SELECTED TEXT Block Start

Companies are increasingly recognizing the vast benefits that come along with wellness. Besides a benefit to the bottom line for the company, the employers are getting access to experts and are shown that they are valued beyond their individual productivity metrics.

Most importantly, wellness serves as a powerful impetus to increase the engagement of the workforce. While a focus on wellness is essential to any company thriving in today's age, there's a lot of room for error with the approach to corporate wellness.

Unfortunately, some companies resort to merely throwing money at the wellness initiative and hope that's enough. But when it comes to establishing a culture of wellness, it takes more than solely throwing money to get your employees completely on board.

In fact, when you solely rely on money, companies are making a big mistake because they're forgetting that any type of movement starts with its leaders leading by example.

Integrating a culture of wellness starts with leaders actually leading by example

It's unfortunate. Businesses invest loads of money into wellness, but it's not working because the core ingredient of leadership is missing.

You wouldn't expect to create world-renowned products and have your best business quarter without quality leadership paving the way. And the same philosophy has to be understood when attempting to create a culture of wellness.

SELECTED TEXT Block End
DATA Block Start

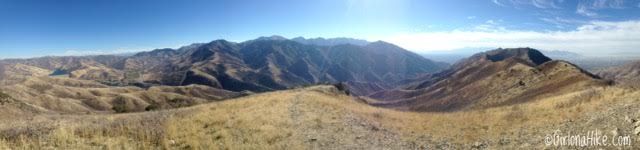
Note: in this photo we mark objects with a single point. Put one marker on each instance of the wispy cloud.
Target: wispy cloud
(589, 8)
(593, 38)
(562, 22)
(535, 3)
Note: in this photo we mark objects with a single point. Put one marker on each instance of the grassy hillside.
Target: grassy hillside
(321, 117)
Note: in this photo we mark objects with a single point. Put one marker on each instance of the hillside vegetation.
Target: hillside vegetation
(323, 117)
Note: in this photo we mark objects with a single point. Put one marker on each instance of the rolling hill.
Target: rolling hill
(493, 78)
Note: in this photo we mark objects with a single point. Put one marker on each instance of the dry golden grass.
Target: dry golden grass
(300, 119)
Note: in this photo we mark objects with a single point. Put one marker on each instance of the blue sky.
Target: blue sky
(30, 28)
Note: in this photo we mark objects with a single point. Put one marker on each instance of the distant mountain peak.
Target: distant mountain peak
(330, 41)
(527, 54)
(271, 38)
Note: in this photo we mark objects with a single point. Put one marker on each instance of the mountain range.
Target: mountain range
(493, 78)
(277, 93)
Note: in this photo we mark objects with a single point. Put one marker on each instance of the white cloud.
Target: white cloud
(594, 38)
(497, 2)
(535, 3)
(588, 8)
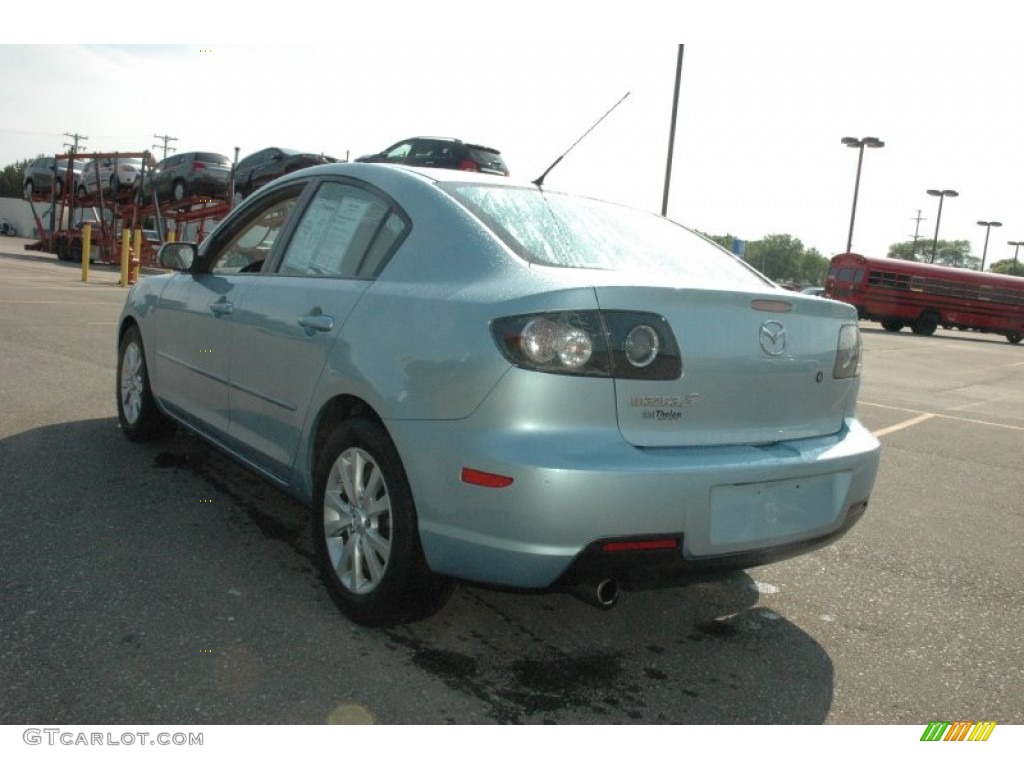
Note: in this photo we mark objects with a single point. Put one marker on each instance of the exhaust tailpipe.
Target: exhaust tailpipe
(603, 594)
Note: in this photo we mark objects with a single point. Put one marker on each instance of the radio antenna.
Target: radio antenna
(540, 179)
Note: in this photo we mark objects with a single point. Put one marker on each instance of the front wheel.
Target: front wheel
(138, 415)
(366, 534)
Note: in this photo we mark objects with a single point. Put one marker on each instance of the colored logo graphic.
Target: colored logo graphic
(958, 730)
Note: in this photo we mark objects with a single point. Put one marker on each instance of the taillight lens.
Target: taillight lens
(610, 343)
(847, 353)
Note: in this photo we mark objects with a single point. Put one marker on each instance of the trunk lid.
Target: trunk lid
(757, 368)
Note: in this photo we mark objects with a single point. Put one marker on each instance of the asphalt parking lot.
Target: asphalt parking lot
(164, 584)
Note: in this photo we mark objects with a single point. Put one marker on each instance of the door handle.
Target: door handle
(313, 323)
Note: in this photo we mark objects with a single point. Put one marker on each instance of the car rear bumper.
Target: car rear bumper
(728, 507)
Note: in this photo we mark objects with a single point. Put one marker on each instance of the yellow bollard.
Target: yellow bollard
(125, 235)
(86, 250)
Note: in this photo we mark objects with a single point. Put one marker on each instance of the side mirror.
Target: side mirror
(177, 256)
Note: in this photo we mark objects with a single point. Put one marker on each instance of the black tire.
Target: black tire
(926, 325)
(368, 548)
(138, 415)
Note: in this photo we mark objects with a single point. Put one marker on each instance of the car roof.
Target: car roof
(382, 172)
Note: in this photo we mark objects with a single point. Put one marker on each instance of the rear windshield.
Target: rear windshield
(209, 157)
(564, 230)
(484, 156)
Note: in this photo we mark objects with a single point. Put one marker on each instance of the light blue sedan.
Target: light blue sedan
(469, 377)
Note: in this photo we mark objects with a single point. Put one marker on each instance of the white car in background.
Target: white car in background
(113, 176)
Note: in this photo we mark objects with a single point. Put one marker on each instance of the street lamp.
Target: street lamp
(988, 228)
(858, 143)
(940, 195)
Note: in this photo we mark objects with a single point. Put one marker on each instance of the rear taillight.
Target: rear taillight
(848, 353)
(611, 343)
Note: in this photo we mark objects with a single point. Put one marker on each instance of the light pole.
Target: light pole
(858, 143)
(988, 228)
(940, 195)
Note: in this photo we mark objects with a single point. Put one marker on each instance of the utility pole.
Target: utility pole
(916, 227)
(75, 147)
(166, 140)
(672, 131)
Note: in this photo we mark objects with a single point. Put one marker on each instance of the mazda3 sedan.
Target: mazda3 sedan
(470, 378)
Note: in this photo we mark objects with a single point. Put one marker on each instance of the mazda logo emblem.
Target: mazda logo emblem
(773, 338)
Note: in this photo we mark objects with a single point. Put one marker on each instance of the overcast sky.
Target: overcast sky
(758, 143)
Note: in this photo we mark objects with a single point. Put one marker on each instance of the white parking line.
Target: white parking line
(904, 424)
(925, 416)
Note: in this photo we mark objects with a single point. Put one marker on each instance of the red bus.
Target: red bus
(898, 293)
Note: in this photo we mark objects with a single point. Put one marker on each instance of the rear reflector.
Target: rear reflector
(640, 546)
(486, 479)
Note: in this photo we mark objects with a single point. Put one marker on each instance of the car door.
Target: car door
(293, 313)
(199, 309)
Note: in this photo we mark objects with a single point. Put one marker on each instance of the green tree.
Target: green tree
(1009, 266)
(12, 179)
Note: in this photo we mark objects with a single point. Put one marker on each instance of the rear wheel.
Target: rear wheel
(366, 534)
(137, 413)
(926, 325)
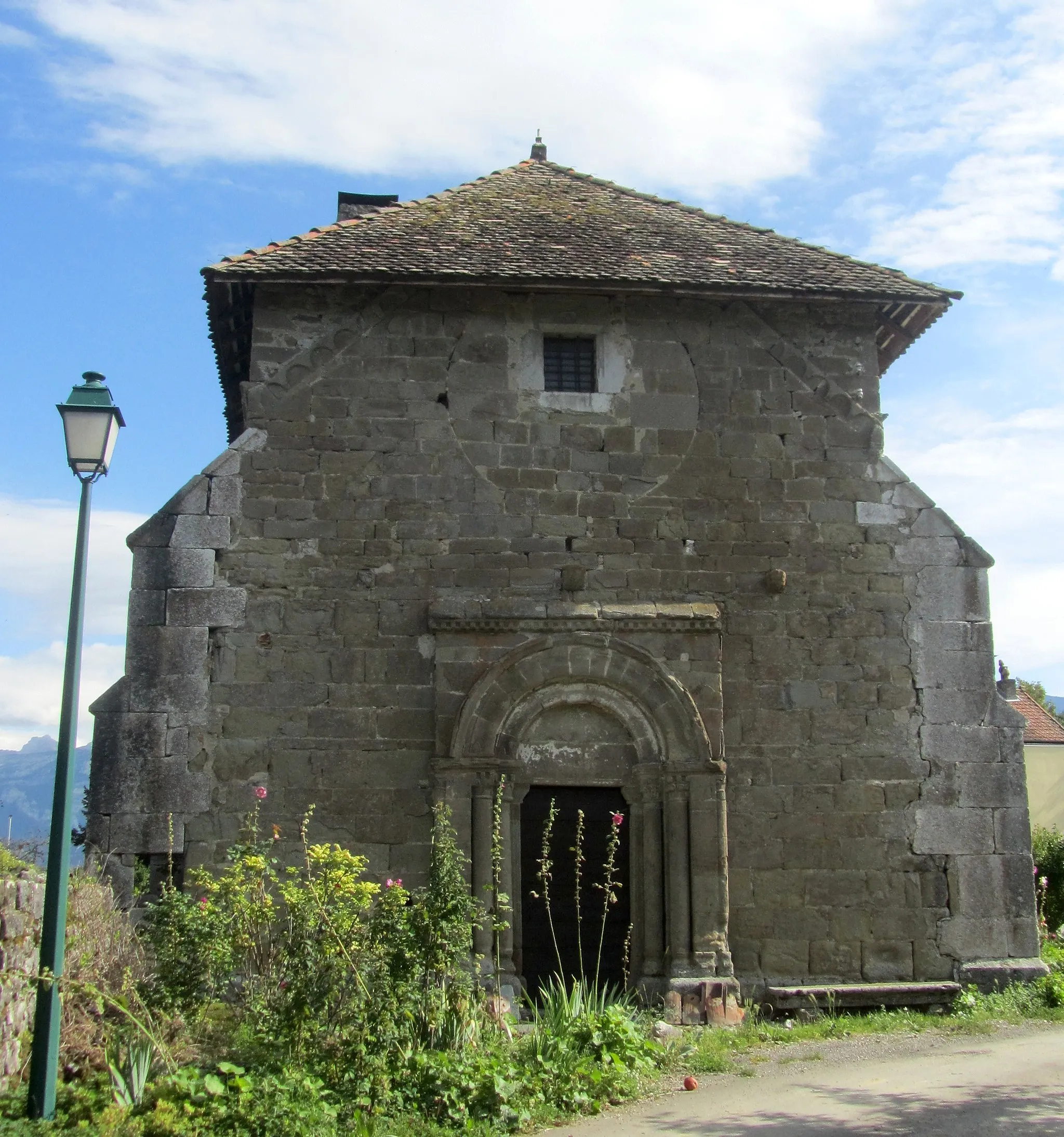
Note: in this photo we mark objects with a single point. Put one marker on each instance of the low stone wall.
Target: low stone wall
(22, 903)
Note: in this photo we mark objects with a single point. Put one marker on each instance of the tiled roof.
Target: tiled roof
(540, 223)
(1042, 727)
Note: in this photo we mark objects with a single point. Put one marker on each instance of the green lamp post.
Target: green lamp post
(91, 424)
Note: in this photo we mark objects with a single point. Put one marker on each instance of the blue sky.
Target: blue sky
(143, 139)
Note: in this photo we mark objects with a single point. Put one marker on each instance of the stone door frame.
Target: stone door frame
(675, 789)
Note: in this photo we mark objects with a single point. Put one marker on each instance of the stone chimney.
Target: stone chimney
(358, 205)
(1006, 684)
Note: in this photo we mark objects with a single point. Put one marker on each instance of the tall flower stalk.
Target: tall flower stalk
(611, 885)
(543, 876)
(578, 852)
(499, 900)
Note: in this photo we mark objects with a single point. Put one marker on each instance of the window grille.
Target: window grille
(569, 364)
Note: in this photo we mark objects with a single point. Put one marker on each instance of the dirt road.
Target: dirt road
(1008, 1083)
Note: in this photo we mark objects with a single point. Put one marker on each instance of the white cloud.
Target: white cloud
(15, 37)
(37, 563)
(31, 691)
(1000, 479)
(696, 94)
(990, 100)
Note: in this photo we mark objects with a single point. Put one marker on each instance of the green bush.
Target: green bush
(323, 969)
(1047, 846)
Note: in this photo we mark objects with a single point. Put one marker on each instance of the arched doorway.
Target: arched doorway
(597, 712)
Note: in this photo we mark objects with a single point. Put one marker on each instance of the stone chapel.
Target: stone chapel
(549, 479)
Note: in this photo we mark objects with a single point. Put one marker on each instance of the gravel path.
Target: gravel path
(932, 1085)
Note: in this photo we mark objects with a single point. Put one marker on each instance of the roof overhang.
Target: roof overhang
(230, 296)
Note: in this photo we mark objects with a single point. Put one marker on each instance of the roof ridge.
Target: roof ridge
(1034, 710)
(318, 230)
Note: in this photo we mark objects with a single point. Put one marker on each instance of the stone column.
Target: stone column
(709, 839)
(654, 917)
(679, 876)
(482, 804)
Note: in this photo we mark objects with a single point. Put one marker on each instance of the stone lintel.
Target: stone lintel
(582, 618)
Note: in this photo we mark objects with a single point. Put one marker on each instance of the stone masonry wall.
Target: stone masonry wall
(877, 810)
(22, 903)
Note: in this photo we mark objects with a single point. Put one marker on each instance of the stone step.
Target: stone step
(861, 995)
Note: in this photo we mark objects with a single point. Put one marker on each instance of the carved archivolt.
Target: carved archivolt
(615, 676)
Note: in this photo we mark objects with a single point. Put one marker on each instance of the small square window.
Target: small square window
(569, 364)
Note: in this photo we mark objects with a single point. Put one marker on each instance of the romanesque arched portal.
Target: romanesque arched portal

DATA Block End

## WHAT IS EXPECTED
According to the text on corporate wellness, why is it a mistake for companies to rely only on money to build a culture of wellness? Answer in one to three sentences. Nothing in the rows is needed here.

## TASK OUTPUT
Relying only on money is a mistake because these companies forget that any movement starts with its leaders leading by example. Without leadership, the core ingredient is missing, so the money invested in wellness doesn't work.